# Document segment:
Kochi, Sep.10 : A five-day international Anthurium flower show held here recently drew several flower lovers.
Organized by National Horticultural Board and the Kerala department of Agriculture, its objective was to promote the exotic flower's cultivation for commercial purposes. Anthurium, one of the most beautiful and exotic flowers mainly used for decoration purposes, attracted huge attention by its elaborate decorations made by experts here.
Over 20,000 Anthuriums, said to be the 'queen of all tropical flowers', were exhibited in the show, of which 12,000 flowers were imported from various countries. The others collected from different states in India.
The event also emerged as a rendezvous for many Anthurium lovers, enthusiasts, growers and companies.
D Radhakrishnan, General Secretary, Exclusive International Anthurium Show, said: "The sole aim of this show is to promote, develop and bring more people to take up this cultivation commercially, which has a good business potential not only in the domestic, but also in the international market.

# Dataset:

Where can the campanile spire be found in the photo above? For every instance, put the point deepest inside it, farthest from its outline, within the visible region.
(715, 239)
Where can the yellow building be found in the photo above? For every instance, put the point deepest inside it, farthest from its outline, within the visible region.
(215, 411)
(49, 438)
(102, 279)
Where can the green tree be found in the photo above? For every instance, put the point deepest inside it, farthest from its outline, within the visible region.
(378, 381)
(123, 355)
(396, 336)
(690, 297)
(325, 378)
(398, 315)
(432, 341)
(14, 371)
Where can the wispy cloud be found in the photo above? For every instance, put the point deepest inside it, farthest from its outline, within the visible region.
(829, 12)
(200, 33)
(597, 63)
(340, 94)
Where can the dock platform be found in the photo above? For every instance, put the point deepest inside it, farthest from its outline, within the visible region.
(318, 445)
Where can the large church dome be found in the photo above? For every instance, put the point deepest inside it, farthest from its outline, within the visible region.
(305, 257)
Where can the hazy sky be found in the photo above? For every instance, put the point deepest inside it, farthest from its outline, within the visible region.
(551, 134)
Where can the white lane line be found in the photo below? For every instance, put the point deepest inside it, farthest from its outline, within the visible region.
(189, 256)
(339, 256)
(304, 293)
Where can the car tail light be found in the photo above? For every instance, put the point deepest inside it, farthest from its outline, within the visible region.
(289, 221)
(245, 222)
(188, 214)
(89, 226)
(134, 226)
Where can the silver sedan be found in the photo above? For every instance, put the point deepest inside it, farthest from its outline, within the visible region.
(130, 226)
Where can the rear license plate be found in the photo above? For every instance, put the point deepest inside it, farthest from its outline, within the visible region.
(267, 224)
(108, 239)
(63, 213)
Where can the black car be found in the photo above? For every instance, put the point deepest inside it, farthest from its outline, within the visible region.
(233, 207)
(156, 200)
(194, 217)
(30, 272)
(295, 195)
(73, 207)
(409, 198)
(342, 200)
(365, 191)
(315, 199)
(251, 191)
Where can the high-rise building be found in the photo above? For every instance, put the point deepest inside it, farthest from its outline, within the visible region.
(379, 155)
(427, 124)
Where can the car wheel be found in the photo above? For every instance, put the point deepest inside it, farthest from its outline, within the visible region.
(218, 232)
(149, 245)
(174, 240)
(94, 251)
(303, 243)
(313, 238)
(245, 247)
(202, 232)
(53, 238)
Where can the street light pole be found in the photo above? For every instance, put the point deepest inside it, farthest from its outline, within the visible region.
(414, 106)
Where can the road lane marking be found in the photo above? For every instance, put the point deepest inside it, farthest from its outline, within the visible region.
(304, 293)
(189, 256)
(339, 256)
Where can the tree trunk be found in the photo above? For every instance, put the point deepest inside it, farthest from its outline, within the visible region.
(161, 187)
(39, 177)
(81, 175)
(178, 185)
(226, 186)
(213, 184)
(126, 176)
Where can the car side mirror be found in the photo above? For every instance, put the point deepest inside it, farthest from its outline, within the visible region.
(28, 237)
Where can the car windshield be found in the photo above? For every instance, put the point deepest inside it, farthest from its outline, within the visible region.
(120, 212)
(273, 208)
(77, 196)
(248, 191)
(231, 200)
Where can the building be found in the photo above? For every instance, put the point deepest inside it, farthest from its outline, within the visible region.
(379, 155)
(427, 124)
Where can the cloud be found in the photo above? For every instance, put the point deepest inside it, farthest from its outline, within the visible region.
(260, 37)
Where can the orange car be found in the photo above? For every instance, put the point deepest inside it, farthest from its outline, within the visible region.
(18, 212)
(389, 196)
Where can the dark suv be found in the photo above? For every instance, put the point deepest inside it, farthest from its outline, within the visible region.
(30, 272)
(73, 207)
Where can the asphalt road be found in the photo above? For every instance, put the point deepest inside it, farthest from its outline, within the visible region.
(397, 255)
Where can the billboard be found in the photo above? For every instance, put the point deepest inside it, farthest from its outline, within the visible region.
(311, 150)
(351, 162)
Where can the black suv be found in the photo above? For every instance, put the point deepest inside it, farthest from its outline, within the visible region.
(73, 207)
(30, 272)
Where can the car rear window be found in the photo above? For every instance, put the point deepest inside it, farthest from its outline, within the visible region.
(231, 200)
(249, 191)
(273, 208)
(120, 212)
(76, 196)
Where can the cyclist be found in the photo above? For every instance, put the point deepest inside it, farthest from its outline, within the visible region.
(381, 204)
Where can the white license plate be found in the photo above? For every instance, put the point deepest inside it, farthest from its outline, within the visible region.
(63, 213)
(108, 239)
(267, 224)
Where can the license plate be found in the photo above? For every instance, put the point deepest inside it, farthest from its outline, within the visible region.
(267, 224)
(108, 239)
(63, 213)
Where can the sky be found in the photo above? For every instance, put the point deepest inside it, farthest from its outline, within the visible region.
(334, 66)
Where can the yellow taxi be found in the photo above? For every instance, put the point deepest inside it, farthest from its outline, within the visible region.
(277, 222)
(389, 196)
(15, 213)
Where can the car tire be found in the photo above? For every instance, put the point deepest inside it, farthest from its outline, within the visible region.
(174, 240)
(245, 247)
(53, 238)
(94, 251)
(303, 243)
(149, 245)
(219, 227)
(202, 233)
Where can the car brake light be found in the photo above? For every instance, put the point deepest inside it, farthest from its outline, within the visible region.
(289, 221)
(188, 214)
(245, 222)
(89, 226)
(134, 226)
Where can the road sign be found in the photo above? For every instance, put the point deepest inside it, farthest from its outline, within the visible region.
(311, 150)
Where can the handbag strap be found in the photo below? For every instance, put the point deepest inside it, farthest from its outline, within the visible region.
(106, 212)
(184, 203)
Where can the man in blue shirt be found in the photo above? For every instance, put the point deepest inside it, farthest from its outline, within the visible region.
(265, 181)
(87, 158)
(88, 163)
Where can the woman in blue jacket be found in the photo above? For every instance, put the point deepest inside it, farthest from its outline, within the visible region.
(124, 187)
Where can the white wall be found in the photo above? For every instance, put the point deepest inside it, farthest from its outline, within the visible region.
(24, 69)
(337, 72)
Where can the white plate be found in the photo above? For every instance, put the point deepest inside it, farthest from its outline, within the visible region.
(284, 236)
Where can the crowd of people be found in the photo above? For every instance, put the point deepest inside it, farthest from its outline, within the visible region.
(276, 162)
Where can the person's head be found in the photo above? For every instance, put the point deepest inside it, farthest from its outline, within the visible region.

# Directives:
**1)** Answer these from the news report about the Kochi Anthurium show:
(a) Which two bodies organized the show?
(b) About how many Anthuriums were exhibited, and how many of them were imported?
(c) What post does D Radhakrishnan hold?
**2)** Go on with the news report about the Kochi Anthurium show, picking up right after its last sentence.

# Responses by task:
**1)**
(a) The National Horticultural Board and the Kerala department of Agriculture.
(b) Over 20,000 were exhibited, and 12,000 of them were imported.
(c) General Secretary, Exclusive International Anthurium Show.

**2)**
Organisers said that climate in Kerala is best suited for growing Anthurium, but the flower is no popular here.
Apart from foreign representative companies from Mauritius, Holland and Italy the Indian companies participating in the show included the Coorg Floriculture Association and South Indian Floriculture Association.
A member of the Kodagu growers association, President of the Coorg Floriculture Association, A.R. Shivaprasad said: "Though its cultivation is bit expensive but he returns per hectare is estimated as 500,000 rupees per annum and there is a lot of demand in India itself. We are not able to cope up to meet exports demand of Anthurium.
For the city dwellers it was a delight visiting the venue and learning more of this unique flower.
The flower, if cultivated as a commercial crop for export and the domestic market, will create employment opportunities, apart from developing an agri-business.
Indian flowers like roses, carnations, orchids, gladioli and anthurium are being well received in Japan, Netherlands, USA, Germany and France. Besides flowers, India also exports seeds, bulbs, dried flowers, ferns, leaves and grass.
Anthurium grows in many forms, mostly evergreen, bushy or climbing epiphytes with roots that can hang from the canopy all the way to the floor of the rain forest.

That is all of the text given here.